As opiniões também são importantes. “O que você acha que fica bem não é [sua] decisão individual”, diz Sumner. “Se você ouvir de outras pessoas que você fica muito bem de vestido, aquela peça reforça a sua autoestima. Já tive isso em inúmeras ocasiões em que você compra alguma coisa, você veste e alguém diz: ‘Ah, isso parece um pouco engraçado’. E a peça acaba indo para o fundo do guarda-roupa.”
Em 2018, Anna-Maria Bauer, jornalista austríaca que vive em Southampton, foi de férias para a Nova Zelândia. Foi a sua primeira viagem de longa distância e, depois de se despedir do amigo com quem viajou, Bauer passou os últimos dias da viagem sozinha em um Airbnb no subúrbio de Auckland, um pouco nervosa com o próximo voo. Quando a senhora que administra o Airbnb recomendou uma rua próxima, Bauer foi ao lugar para se distrair.
Logo ela encontrou uma pequena loja de roupas. “Assim que entrei, me senti em casa”, disse ela à BBC Culture. “O proprietário foi acolhedor.” Ele recomendou um par de calças turquesa de pernas largas, muito diferentes de seus jeans skinny habituais. “O preço era de 70 dólares australianos e pensei: será mesmo?” ela lembra. “[Então] outro cliente da loja de roupas disse que me caíam bem. Tive uma onda de sentimentos.”

**INFORMAÇÕES FORNECIDAS:**
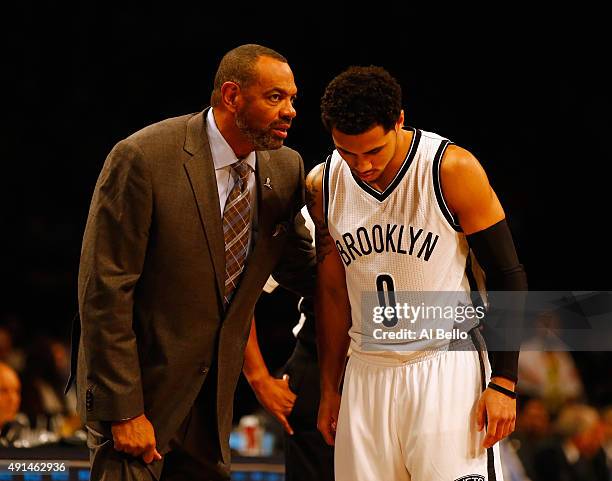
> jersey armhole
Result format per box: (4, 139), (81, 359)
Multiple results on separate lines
(433, 139), (462, 232)
(322, 155), (331, 227)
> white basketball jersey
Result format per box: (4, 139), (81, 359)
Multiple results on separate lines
(323, 129), (477, 355)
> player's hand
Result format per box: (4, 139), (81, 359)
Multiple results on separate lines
(111, 414), (161, 464)
(317, 392), (340, 446)
(251, 374), (296, 435)
(476, 377), (516, 449)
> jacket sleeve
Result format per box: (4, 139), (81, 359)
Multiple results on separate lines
(272, 154), (316, 297)
(78, 140), (153, 421)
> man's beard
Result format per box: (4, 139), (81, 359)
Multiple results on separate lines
(236, 110), (289, 150)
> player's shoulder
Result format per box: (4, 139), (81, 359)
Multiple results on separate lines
(440, 144), (482, 177)
(412, 128), (449, 142)
(306, 155), (331, 192)
(306, 162), (325, 191)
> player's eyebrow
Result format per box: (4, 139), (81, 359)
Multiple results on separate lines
(336, 142), (387, 155)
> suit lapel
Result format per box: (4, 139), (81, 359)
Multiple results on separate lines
(184, 109), (225, 299)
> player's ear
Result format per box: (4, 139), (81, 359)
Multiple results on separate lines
(395, 109), (404, 132)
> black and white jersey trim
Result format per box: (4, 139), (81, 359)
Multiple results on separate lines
(433, 139), (461, 232)
(322, 155), (331, 225)
(353, 127), (421, 202)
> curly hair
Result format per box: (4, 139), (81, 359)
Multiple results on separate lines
(321, 65), (402, 135)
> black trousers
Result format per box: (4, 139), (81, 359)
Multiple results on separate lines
(87, 369), (230, 481)
(284, 341), (334, 481)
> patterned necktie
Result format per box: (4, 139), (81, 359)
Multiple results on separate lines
(223, 159), (251, 307)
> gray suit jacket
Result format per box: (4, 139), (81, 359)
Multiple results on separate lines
(73, 111), (314, 463)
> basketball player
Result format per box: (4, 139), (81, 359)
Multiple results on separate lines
(307, 67), (526, 481)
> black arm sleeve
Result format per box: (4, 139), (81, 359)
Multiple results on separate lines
(467, 219), (527, 382)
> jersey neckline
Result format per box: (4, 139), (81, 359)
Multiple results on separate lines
(350, 126), (421, 202)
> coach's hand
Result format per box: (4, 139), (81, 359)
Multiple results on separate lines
(317, 392), (340, 446)
(111, 414), (161, 464)
(251, 374), (296, 435)
(476, 377), (516, 449)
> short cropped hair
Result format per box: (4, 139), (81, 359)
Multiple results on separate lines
(321, 65), (402, 135)
(210, 43), (288, 107)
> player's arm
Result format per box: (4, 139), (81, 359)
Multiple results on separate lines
(440, 145), (527, 447)
(242, 317), (296, 434)
(306, 164), (351, 445)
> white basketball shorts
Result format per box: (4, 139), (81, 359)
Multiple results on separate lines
(335, 351), (503, 481)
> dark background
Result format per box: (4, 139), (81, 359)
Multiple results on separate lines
(0, 7), (612, 412)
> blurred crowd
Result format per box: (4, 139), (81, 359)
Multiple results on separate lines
(0, 325), (83, 447)
(0, 318), (612, 481)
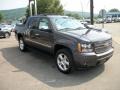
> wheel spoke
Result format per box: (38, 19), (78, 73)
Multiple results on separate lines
(57, 54), (69, 71)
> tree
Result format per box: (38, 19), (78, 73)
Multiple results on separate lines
(109, 8), (119, 12)
(99, 9), (107, 18)
(66, 13), (81, 19)
(0, 13), (3, 22)
(26, 0), (64, 17)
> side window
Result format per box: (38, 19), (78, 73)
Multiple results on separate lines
(38, 18), (49, 30)
(28, 17), (39, 29)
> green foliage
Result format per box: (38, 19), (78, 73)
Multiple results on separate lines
(0, 13), (3, 22)
(109, 8), (120, 12)
(66, 13), (81, 19)
(0, 8), (26, 20)
(26, 0), (64, 17)
(99, 9), (107, 18)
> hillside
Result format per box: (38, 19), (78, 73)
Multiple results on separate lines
(0, 8), (96, 20)
(0, 8), (26, 20)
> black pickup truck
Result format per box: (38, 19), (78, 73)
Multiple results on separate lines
(15, 15), (113, 74)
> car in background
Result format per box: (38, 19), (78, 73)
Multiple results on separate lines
(0, 25), (11, 38)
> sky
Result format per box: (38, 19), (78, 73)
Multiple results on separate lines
(0, 0), (120, 13)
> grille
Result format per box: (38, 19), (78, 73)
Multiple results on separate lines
(94, 39), (112, 54)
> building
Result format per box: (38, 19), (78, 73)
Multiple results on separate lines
(105, 12), (120, 18)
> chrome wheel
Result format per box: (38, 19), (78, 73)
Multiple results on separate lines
(57, 53), (70, 71)
(19, 39), (24, 50)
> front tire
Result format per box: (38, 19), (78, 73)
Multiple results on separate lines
(19, 37), (26, 51)
(56, 49), (74, 74)
(5, 33), (10, 38)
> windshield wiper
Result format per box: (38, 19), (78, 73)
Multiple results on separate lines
(59, 28), (73, 31)
(74, 27), (86, 30)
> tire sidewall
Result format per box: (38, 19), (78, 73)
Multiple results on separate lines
(5, 32), (10, 38)
(55, 49), (74, 74)
(19, 37), (25, 51)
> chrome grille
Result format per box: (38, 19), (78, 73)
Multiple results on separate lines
(94, 39), (112, 54)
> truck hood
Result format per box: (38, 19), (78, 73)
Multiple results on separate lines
(62, 29), (112, 42)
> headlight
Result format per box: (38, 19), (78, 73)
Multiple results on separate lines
(77, 43), (93, 52)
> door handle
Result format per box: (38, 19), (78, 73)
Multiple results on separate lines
(35, 34), (40, 36)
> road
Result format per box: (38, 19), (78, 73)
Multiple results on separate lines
(0, 24), (120, 90)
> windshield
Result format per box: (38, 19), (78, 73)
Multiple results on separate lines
(51, 17), (85, 30)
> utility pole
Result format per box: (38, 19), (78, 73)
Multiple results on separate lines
(90, 0), (94, 25)
(34, 0), (37, 15)
(29, 0), (37, 16)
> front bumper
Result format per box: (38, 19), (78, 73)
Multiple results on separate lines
(74, 48), (114, 67)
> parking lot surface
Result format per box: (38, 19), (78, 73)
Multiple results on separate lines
(0, 24), (120, 90)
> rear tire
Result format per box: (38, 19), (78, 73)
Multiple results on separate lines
(19, 37), (26, 52)
(55, 49), (74, 74)
(5, 33), (10, 38)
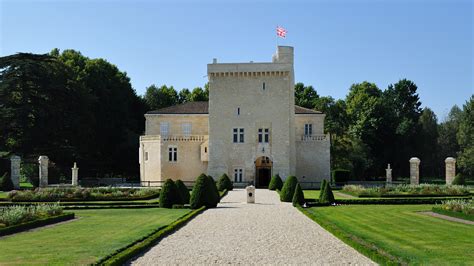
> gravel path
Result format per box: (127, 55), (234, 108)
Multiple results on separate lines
(132, 189), (374, 265)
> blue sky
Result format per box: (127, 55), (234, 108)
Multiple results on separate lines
(0, 0), (474, 120)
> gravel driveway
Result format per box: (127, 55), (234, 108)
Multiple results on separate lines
(132, 189), (374, 265)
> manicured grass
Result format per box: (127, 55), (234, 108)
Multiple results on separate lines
(304, 205), (474, 265)
(0, 208), (190, 265)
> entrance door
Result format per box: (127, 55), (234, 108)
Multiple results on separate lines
(255, 156), (273, 188)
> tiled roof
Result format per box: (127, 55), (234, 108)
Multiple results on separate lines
(147, 102), (321, 114)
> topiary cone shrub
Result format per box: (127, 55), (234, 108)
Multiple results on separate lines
(319, 181), (334, 203)
(0, 173), (14, 191)
(160, 179), (180, 208)
(268, 174), (283, 190)
(206, 175), (221, 208)
(293, 183), (305, 207)
(280, 175), (298, 202)
(217, 174), (234, 191)
(175, 179), (190, 204)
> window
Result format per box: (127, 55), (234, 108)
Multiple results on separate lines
(258, 128), (270, 143)
(232, 128), (244, 143)
(181, 123), (192, 136)
(234, 168), (244, 183)
(160, 122), (170, 137)
(168, 146), (178, 162)
(304, 124), (313, 136)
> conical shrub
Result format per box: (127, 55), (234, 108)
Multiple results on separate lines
(280, 175), (298, 202)
(293, 183), (305, 207)
(175, 179), (190, 204)
(189, 174), (209, 209)
(206, 175), (221, 208)
(268, 174), (283, 190)
(217, 174), (234, 191)
(319, 182), (334, 203)
(160, 179), (180, 208)
(0, 173), (14, 191)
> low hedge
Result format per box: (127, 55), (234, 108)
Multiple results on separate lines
(432, 207), (474, 221)
(96, 206), (206, 265)
(307, 197), (471, 207)
(0, 213), (74, 236)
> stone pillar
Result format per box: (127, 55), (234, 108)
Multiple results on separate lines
(38, 155), (49, 187)
(71, 162), (79, 186)
(385, 164), (392, 185)
(10, 155), (21, 189)
(444, 157), (456, 185)
(410, 157), (421, 185)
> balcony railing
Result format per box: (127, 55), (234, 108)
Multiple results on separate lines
(300, 135), (327, 141)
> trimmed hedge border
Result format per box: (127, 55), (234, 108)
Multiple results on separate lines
(7, 192), (160, 202)
(431, 207), (474, 222)
(307, 196), (471, 207)
(296, 206), (408, 265)
(0, 213), (74, 236)
(94, 206), (206, 265)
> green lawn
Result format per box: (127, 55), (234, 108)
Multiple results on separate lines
(307, 205), (474, 265)
(0, 208), (190, 265)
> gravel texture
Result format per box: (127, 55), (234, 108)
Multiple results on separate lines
(131, 189), (374, 265)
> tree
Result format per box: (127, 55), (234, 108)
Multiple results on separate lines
(295, 82), (319, 109)
(144, 84), (179, 110)
(457, 95), (474, 177)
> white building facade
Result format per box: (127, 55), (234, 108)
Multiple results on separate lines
(140, 46), (330, 187)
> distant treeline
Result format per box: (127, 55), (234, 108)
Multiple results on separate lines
(0, 49), (474, 179)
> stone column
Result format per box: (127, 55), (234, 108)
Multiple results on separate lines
(38, 155), (49, 187)
(10, 155), (21, 189)
(71, 162), (79, 186)
(385, 164), (392, 185)
(444, 157), (456, 185)
(410, 157), (421, 185)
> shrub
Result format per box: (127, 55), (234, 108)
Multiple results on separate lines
(280, 175), (298, 202)
(331, 169), (351, 183)
(319, 182), (334, 203)
(175, 179), (189, 204)
(217, 174), (234, 191)
(160, 179), (180, 208)
(0, 173), (14, 191)
(452, 173), (466, 185)
(206, 175), (221, 208)
(268, 174), (283, 190)
(293, 183), (305, 207)
(189, 174), (219, 209)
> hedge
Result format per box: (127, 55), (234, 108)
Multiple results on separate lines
(307, 197), (471, 207)
(432, 207), (474, 221)
(96, 206), (205, 265)
(0, 213), (74, 236)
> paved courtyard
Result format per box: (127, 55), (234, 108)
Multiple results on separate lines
(132, 189), (374, 265)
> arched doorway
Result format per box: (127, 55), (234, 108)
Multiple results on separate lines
(255, 156), (273, 188)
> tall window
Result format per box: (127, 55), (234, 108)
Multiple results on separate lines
(304, 124), (313, 136)
(168, 146), (178, 162)
(258, 128), (270, 143)
(233, 127), (244, 143)
(234, 168), (244, 183)
(181, 123), (192, 136)
(160, 122), (170, 137)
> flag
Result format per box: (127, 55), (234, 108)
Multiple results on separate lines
(277, 26), (287, 38)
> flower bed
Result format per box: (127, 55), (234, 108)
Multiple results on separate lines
(433, 199), (474, 221)
(341, 184), (469, 198)
(8, 187), (160, 201)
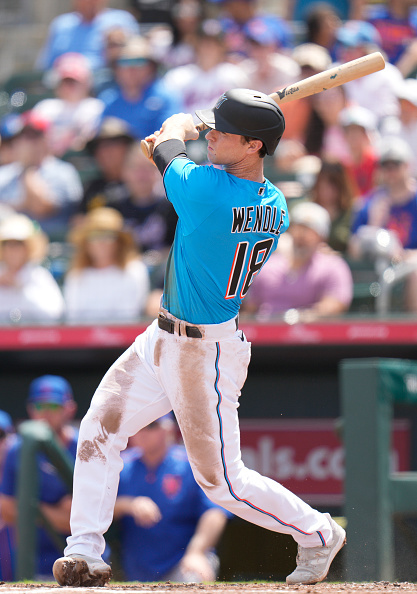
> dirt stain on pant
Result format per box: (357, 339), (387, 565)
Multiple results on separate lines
(175, 339), (224, 489)
(77, 348), (140, 462)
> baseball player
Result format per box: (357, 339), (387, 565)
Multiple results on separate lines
(54, 89), (345, 586)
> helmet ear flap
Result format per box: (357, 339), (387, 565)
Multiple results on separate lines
(196, 89), (285, 155)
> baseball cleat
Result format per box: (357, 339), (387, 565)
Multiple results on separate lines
(52, 555), (112, 587)
(287, 514), (346, 586)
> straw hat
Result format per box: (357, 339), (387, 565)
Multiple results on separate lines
(68, 206), (134, 249)
(0, 214), (48, 261)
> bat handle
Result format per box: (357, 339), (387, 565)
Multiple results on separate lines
(140, 122), (208, 159)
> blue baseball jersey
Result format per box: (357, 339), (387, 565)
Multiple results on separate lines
(162, 157), (289, 324)
(0, 431), (78, 575)
(118, 445), (230, 582)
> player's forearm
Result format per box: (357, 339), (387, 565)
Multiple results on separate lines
(113, 495), (134, 520)
(40, 500), (71, 534)
(0, 495), (17, 526)
(185, 509), (227, 554)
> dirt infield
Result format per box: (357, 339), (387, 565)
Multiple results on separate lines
(0, 582), (417, 594)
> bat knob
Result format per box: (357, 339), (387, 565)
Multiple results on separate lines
(140, 140), (153, 159)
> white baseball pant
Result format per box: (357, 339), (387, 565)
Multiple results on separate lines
(65, 312), (332, 558)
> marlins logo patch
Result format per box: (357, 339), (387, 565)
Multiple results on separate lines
(214, 93), (227, 109)
(162, 474), (182, 499)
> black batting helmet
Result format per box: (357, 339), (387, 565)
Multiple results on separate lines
(195, 89), (285, 155)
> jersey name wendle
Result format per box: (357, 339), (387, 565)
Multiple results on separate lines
(232, 204), (286, 235)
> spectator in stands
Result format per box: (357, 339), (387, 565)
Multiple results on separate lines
(304, 2), (342, 60)
(305, 85), (352, 162)
(80, 117), (134, 213)
(63, 207), (149, 323)
(382, 78), (417, 177)
(0, 410), (16, 582)
(310, 161), (355, 254)
(159, 0), (203, 70)
(349, 137), (417, 313)
(114, 414), (230, 583)
(36, 0), (139, 72)
(366, 0), (417, 65)
(93, 26), (129, 97)
(162, 19), (249, 123)
(33, 53), (104, 157)
(100, 37), (182, 139)
(0, 214), (64, 324)
(339, 105), (378, 196)
(117, 143), (178, 294)
(276, 43), (331, 171)
(239, 18), (301, 95)
(118, 143), (178, 261)
(0, 111), (82, 239)
(0, 375), (77, 579)
(336, 21), (403, 126)
(215, 0), (294, 61)
(287, 0), (364, 21)
(244, 202), (353, 324)
(0, 113), (20, 166)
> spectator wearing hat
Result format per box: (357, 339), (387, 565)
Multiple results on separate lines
(275, 43), (332, 171)
(33, 53), (104, 157)
(0, 113), (21, 166)
(0, 214), (64, 325)
(164, 19), (249, 123)
(352, 136), (417, 250)
(366, 0), (417, 65)
(99, 37), (182, 140)
(245, 202), (353, 324)
(339, 105), (378, 197)
(63, 207), (149, 323)
(336, 21), (403, 127)
(36, 0), (139, 72)
(287, 0), (364, 22)
(382, 78), (417, 178)
(0, 375), (77, 579)
(216, 0), (294, 62)
(118, 143), (178, 294)
(114, 413), (230, 583)
(0, 111), (82, 239)
(239, 17), (300, 95)
(304, 2), (342, 61)
(80, 116), (134, 213)
(309, 160), (356, 254)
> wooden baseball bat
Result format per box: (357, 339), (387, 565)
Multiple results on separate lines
(141, 52), (385, 158)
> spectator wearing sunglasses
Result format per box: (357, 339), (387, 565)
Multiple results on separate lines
(349, 136), (417, 313)
(99, 36), (184, 140)
(0, 375), (77, 579)
(0, 410), (16, 582)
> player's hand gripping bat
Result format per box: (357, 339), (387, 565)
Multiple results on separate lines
(141, 52), (385, 158)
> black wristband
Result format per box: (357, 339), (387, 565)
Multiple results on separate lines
(153, 138), (188, 175)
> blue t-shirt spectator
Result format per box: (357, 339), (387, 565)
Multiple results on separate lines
(118, 445), (228, 582)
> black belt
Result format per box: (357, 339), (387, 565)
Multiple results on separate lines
(158, 314), (203, 338)
(158, 313), (238, 338)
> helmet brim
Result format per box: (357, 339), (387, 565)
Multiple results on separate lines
(195, 109), (216, 129)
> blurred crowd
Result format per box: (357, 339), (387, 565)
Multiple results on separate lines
(0, 0), (417, 324)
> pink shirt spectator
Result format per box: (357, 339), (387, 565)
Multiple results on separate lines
(246, 251), (353, 317)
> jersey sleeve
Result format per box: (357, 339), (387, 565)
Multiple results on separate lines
(164, 158), (230, 234)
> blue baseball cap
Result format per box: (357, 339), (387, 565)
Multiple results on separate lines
(243, 16), (292, 47)
(27, 375), (73, 406)
(0, 113), (22, 141)
(336, 21), (381, 47)
(0, 410), (14, 433)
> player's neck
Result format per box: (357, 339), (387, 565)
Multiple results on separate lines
(225, 158), (265, 184)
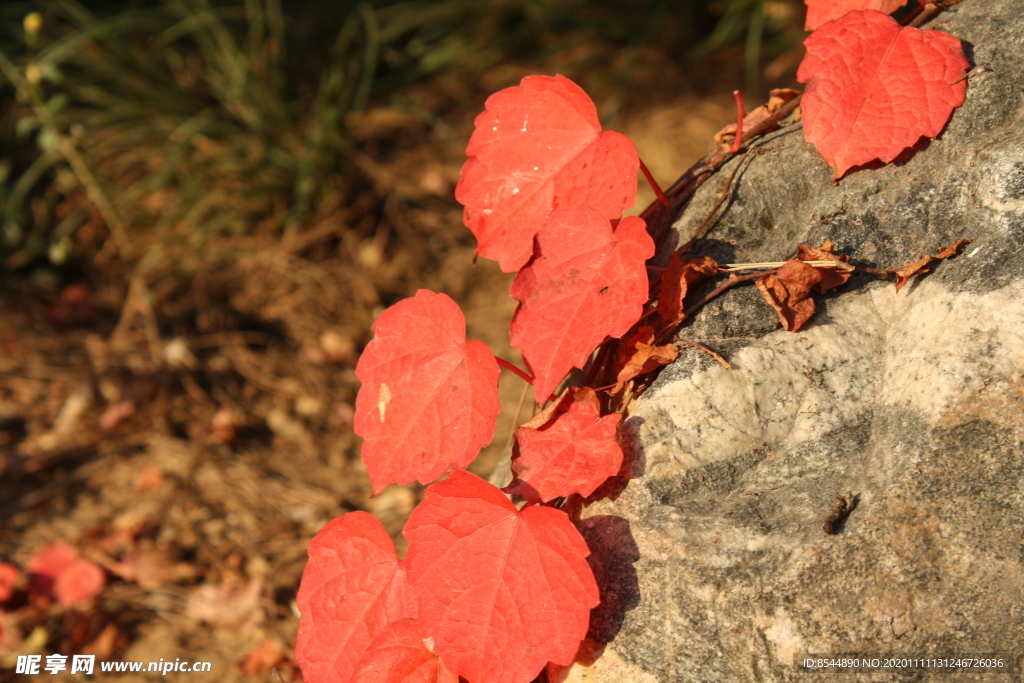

**O QUE SE PEDE:** Por favor, extraia do texto sobre roupas a parte que vai de "Em 2018, Anna-Maria" até "para se distrair.", sem mudar nenhuma palavra.

**RESPOSTA:**
Em 2018, Anna-Maria Bauer, jornalista austríaca que vive em Southampton, foi de férias para a Nova Zelândia. Foi a sua primeira viagem de longa distância e, depois de se despedir do amigo com quem viajou, Bauer passou os últimos dias da viagem sozinha em um Airbnb no subúrbio de Auckland, um pouco nervosa com o próximo voo. Quando a senhora que administra o Airbnb recomendou uma rua próxima, Bauer foi ao lugar para se distrair.